**文档摘录**
──────────────────────────────
471. Encode String with Shortest Length (Hard)
Given a non-empty string, encode the string such that its encoded length is the shortest.
The encoding rule is: k[encoded_string]
, where the encoded_string inside the square brackets is being repeated exactly k times.
Note:
- k will be a positive integer and encoded string will not be empty or have extra space.
- You may assume that the input string contains only lowercase English letters. The string's length is at most 160.
- If an encoding process does not make the string shorter, then do not encode it. If there are several solutions, return any of them is fine.
Example 1:
Input: "aaa"
Output: "aaa"
Explanation: There is no way to encode it such that it is shorter than the input string, so we do not encode it.
Example 2:
Input: "aaaaa"
Output: "5[a]"
Explanation: "5[a]" is shorter than "aaaaa" by 1 character.
Example 3:
Input: "aaaaaaaaaa"
Output: "10[a]"
Explanation: "a9[a]" or "9[a]a" are also valid solutions, both of them have the same length = 5, which is the same as "10[a]".
Example 4:
Input: "aabcaabcd"
Output: "2[aabc]d"
Explanation: "aabc" occurs twice, so one answer can be "2[aabc]d".
Example 5:
Input: "abbbabbbcabbbabbbc"
Output: "2[2[abbb]c]"
Explanation: "abbbabbbc" occurs twice, but "abbbabbbc" can also be encoded to "2[abbb]c", so one answer can be "2[2[abbb]c]".
Solution: 49ms
我们建立一个二维的DP数组,其中dp[i][j]表示s在[i, j]范围内的字符串的缩写形式(如果缩写形式长度大于子字符串,那么还是保留子字符串),那么如果s字符串的长度是n,最终我们需要的结果就保存在dp[0][n-1]中,然后我们需要遍历s的所有子字符串,对于任意一段子字符串[i, j],我们我们以中间任意位置k来拆分成两段,比较dp[i][k]加上dp[k+1][j]的总长度和dp[i][j]的长度,将长度较小的字符串赋给dp[i][j],然后我们要做的就是在s中取出[i, j]范围内的子字符串t进行合并。合并的方法是我们在取出的字符串t后面再加上一个t,然后在这里面寻找子字符串t的第二个起始位置,如果第二个起始位置小于t的长度的话,说明t包含重复字符串,举个例子吧,比如 t = "abab", 那么t+t = "abababab",我们在里面找第二个t出现的位置为2,小于t的长度4,说明t中有重复出现,重复的个数为t.size()/pos = 2个,那么我们就要把重复的地方放入中括号中,注意中括号里不能直接放这个子字符串,而是应该从dp中取出对应位置的字符串,因为重复的部分有可能已经写成缩写形式了,比如题目中的例子5。如果t = "abc",那么t+t = "abcabc",我们在里面找第二个t出现的位置为3,等于t的长度3,说明t中没有重复出现,那么replace就还是t。然后我们比较我们得到的replace和dp[i][j]中的字符串长度,把长度较小的赋给dp[i][j]即可,时间复杂度为$$O(n^3)$$,空间复杂度为$$O(n^2)$$,参见代码如下:
string encode(string s) {
int n = s.size();
vector<vector<string>> dp(n, vector<string>(n));
// length from small to big
for (int step = 1; step <= n; ++step) {
for (int i = 0; i <= n-step; ++i) {
int j = i+step-1;
dp[i][j] = s.substr(i, step);
for (int k = i; k < j; ++k) {
string left = dp[i][k], right = dp[k+1][j];
if (left.size()+right.size() < dp[i][j].size())
dp[i][j] = left+right;
}
string t = s.substr(i, step), replace;
auto pos = (t+t).find(t,1);
if (pos >= t.size()) replace = t;
else replace = to_string(t.size()/pos)+'['+dp[i][i+pos-1]+']';
if (replace.size() < dp[i][j].size()) dp[i][j] = replace;
}
}
return dp[0][n-1];
}
──────────────────────────────
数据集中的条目
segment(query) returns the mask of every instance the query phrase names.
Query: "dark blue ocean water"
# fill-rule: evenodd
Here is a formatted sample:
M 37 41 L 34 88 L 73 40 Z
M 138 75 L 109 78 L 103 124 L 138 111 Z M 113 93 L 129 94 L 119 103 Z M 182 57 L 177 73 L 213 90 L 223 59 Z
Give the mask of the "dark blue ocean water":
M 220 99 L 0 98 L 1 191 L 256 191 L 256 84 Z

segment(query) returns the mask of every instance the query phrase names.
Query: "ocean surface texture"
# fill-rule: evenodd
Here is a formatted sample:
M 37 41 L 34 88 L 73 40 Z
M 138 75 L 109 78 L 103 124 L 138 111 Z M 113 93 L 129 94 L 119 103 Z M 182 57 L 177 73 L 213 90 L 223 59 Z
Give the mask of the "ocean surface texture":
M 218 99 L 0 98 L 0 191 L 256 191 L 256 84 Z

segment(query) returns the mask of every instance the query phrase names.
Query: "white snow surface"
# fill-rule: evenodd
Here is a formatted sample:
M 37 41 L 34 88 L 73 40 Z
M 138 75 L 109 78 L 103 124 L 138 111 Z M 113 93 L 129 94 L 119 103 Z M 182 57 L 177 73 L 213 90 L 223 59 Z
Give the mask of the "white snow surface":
──────────────────────────────
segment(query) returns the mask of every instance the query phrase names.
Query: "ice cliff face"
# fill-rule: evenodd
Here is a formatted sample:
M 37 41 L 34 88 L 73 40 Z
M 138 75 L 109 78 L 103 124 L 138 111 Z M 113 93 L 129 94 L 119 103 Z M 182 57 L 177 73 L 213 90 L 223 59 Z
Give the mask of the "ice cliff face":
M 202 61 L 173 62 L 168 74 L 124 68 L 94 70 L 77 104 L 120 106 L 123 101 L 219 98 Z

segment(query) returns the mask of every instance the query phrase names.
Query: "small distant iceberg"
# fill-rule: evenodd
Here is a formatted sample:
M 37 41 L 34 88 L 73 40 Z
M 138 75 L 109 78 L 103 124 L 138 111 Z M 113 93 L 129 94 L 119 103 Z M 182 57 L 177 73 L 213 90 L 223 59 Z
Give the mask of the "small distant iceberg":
──────────────────────────────
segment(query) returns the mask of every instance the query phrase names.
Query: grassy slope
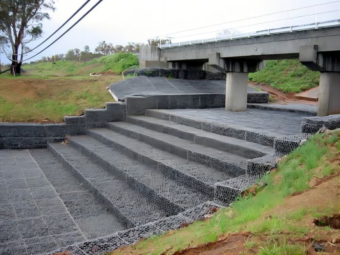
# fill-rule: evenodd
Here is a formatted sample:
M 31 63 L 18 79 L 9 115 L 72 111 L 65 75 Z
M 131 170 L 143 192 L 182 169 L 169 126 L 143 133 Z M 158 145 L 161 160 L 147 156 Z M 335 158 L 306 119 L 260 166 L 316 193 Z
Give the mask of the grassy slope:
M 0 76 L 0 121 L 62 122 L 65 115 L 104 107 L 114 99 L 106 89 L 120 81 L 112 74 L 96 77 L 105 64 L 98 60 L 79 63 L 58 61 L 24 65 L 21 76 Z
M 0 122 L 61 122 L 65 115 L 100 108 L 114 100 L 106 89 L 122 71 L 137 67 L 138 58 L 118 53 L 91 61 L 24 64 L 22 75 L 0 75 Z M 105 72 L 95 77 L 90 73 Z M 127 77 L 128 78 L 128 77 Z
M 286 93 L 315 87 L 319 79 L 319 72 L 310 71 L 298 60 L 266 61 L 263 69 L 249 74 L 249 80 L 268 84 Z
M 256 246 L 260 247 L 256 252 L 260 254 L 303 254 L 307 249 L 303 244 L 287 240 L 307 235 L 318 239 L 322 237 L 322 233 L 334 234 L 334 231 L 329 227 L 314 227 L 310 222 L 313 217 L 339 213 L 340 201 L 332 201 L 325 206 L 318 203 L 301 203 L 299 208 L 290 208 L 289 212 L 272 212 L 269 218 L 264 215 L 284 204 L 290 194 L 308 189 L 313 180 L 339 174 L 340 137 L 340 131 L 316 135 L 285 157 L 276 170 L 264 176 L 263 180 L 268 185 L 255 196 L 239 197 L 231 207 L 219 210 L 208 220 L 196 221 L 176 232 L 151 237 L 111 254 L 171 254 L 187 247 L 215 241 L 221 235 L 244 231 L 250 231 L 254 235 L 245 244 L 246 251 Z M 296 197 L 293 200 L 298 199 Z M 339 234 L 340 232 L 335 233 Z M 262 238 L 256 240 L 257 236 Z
──────────────────────────────
**待完成任务**
a. 按照文档摘录中的说明,输入字符串的长度最多是多少?
b. 请把文档摘录中从"Given a non-empty"开始、到"we do not encode it."结束的这段文字重写一遍,并将其中的"square brackets"换成"curly braces"。
这些条目与文档摘录毫无关联。

**各题答案**
a. 最多为160。

b.
Given a non-empty string, encode the string such that its encoded length is the shortest.
The encoding rule is: k[encoded_string]
, where the encoded_string inside the curly braces is being repeated exactly k times.
Note:
- k will be a positive integer and encoded string will not be empty or have extra space.
- You may assume that the input string contains only lowercase English letters. The string's length is at most 160.
- If an encoding process does not make the string shorter, then do not encode it. If there are several solutions, return any of them is fine.
Example 1:
Input: "aaa"
Output: "aaa"
Explanation: There is no way to encode it such that it is shorter than the input string, so we do not encode it.